##### ТЕКСТ #####

Наташа Барбье. Блог «Города детства» расширяет географию. Мы начали с большого волжского Саратова, тему подхватила Лариса Бравицкая со своим Братском на Ангаре, теперь передвигаемся к Уралу, откуда родом Петр Гладков… Анонсирую следующим солнечный Тбилиси. И по-прежнему принимаю ваши заявки на города здесь, прямо в комментариях.

Я родился в Златоусте — маленьком городке на Урале, который прилагался к огромному металлургическому заводу и известен двумя фактами: здесь была создана знаменитая уральская булатная сталь, и здесь же родина Анатолия Карпова. Еще ходили слухи, что сюда была сослана вовсе даже не расстрелянная по горячим следам на заводе Михельсона Фанни Каплан, которая — совсем слепая и полусумасшедшая — ходила по златоустовским немощеным улицам якобы чуть ли не до войны.

#####

* _ЗАДАНИЕ 1_
Преобразуй в нумерованный список строки листинга от строки, в которой есть «point: blurred person», и до конца листинга, включая обе границы. Пустые строки не включай.
* _ЗАДАНИЕ 2_
Продолжи текст о детстве в Златоусте, начав сразу после его последнего предложения.

##### ИСХОДНЫЕ ДАННЫЕ #####

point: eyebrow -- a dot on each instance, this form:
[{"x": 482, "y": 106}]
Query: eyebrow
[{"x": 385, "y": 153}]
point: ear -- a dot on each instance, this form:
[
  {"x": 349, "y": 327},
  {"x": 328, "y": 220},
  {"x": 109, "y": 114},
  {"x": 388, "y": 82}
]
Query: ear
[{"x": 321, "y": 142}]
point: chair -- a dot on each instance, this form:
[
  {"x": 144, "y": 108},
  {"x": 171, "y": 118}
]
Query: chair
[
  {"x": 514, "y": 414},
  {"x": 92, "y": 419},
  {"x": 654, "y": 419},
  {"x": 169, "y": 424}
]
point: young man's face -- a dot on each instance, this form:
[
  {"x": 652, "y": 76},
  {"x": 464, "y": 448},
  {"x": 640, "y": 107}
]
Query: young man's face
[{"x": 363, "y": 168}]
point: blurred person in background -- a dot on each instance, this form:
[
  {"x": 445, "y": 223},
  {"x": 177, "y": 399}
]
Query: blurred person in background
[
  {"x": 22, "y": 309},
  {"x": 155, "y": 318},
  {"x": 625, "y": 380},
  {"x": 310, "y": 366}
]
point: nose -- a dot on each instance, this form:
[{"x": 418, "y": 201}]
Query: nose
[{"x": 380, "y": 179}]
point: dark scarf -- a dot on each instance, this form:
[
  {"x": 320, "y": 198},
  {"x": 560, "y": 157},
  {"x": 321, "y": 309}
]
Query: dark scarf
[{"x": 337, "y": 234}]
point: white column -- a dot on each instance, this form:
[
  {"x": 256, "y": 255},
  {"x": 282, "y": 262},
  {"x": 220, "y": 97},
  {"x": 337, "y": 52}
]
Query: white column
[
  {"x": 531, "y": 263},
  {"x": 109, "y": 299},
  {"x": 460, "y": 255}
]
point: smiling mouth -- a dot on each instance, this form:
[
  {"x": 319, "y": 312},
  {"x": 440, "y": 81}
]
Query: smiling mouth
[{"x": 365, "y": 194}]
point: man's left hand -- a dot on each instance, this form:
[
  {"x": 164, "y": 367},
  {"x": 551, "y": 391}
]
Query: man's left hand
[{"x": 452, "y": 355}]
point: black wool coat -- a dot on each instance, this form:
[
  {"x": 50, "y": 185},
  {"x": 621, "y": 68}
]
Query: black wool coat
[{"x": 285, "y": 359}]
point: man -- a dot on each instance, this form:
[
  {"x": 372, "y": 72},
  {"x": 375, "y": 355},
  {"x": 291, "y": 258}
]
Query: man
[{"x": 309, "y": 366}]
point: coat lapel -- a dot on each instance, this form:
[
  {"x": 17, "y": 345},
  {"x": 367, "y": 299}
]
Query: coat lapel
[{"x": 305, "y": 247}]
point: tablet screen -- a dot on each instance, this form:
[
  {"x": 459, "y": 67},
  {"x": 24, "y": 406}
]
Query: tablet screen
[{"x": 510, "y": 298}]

#####

* _ПИСЬМЕННЫЙ ОТВЕТ 1_
1. point: blurred person in background -- a dot on each instance, this form:
2. [
3.   {"x": 445, "y": 223},
4.   {"x": 177, "y": 399}
5. ]
6. Query: blurred person in background
7. [
8.   {"x": 22, "y": 309},
9.   {"x": 155, "y": 318},
10.   {"x": 625, "y": 380},
11.   {"x": 310, "y": 366}
12. ]
13. point: nose -- a dot on each instance, this form:
14. [{"x": 418, "y": 201}]
15. Query: nose
16. [{"x": 380, "y": 179}]
17. point: dark scarf -- a dot on each instance, this form:
18. [
19.   {"x": 320, "y": 198},
20.   {"x": 560, "y": 157},
21.   {"x": 321, "y": 309}
22. ]
23. Query: dark scarf
24. [{"x": 337, "y": 234}]
25. point: white column -- a dot on each instance, this form:
26. [
27.   {"x": 256, "y": 255},
28.   {"x": 282, "y": 262},
29.   {"x": 220, "y": 97},
30.   {"x": 337, "y": 52}
31. ]
32. Query: white column
33. [
34.   {"x": 531, "y": 263},
35.   {"x": 109, "y": 299},
36.   {"x": 460, "y": 255}
37. ]
38. point: smiling mouth -- a dot on each instance, this form:
39. [
40.   {"x": 319, "y": 312},
41.   {"x": 440, "y": 81}
42. ]
43. Query: smiling mouth
44. [{"x": 365, "y": 194}]
45. point: man's left hand -- a dot on each instance, this form:
46. [
47.   {"x": 164, "y": 367},
48.   {"x": 551, "y": 391}
49. ]
50. Query: man's left hand
51. [{"x": 452, "y": 355}]
52. point: black wool coat -- a dot on each instance, this form:
53. [
54.   {"x": 50, "y": 185},
55.   {"x": 621, "y": 68}
56. ]
57. Query: black wool coat
58. [{"x": 285, "y": 359}]
59. point: man -- a dot on each instance, this form:
60. [
61.   {"x": 372, "y": 72},
62.   {"x": 375, "y": 355},
63.   {"x": 291, "y": 258}
64. ]
65. Query: man
66. [{"x": 309, "y": 366}]
67. point: coat lapel -- a dot on each instance, this form:
68. [
69.   {"x": 17, "y": 345},
70.   {"x": 367, "y": 299}
71. ]
72. Query: coat lapel
73. [{"x": 305, "y": 247}]
74. point: tablet screen -- a dot on each instance, this form:
75. [
76.   {"x": 459, "y": 67},
77.   {"x": 24, "y": 406}
78. ]
79. Query: tablet screen
80. [{"x": 510, "y": 298}]

* _ПИСЬМЕННЫЙ ОТВЕТ 2_
Моему появлению на свет именно в этом городе способствовало сочетание многих обстоятельств. Мама, которой к началу войны исполнилось 13 лет, оказалась здесь с первой волной беженцев с Украины. Они успели уехать чуть ли не последней машиной из Сталино, ныне Донецка, в конце июля. В теплушках до Урала ехали больше трех месяцев. Когда появлялись фашистские самолеты, поезд останавливался, и все выбегали в чистое поле. Мама рассказывает, что видела лица летчиков в кокпитах, когда самолеты на бреющем полете расстреливали ее с маленьким братом и их соседей по поезду…

Приехали в Златоуст уже к ноябрю, морозы стояли под тридцать. А они в том, в чем были в июле на Украине. Непонятно как, но выжили. Мало того, именно благодаря эвакуированным в ту жуткую глушь пришли какие-то начатки культуры.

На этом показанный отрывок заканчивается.